*** Opening Input for this task ***

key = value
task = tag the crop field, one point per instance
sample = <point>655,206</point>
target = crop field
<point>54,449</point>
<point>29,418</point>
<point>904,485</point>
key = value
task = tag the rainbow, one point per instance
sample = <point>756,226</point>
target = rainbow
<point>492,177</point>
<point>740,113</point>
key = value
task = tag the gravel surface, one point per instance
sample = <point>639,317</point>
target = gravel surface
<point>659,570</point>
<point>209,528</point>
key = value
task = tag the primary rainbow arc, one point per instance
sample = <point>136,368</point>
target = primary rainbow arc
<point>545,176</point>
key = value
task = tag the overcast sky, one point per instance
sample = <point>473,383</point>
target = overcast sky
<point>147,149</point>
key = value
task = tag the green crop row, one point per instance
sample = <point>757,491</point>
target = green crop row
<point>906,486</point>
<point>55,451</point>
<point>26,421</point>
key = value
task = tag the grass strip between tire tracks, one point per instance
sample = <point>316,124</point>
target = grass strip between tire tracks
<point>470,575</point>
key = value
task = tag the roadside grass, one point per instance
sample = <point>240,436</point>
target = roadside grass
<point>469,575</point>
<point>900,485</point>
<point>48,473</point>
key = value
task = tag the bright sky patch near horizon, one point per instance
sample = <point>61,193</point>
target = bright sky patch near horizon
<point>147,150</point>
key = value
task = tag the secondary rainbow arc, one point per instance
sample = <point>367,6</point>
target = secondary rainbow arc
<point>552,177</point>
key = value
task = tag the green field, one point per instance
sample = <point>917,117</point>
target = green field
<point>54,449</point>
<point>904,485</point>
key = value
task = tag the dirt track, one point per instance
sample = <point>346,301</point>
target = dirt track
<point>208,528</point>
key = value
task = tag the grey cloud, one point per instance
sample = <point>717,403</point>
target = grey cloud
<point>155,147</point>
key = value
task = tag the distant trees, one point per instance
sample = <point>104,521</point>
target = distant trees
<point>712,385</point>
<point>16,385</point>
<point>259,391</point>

*** Closing Input for this task ***

> **Aim of the exercise**:
Begin with the line that contains "target = dirt track" and print each line exactly until the data ends, including the last line.

> **Answer**:
target = dirt track
<point>208,528</point>
key = value
task = tag the grey cloud, one point per instance
sample = <point>717,403</point>
target = grey cloud
<point>155,147</point>
key = value
task = tag the distant trees, one point per instance
sample = <point>104,521</point>
target = distant trees
<point>712,385</point>
<point>16,385</point>
<point>259,391</point>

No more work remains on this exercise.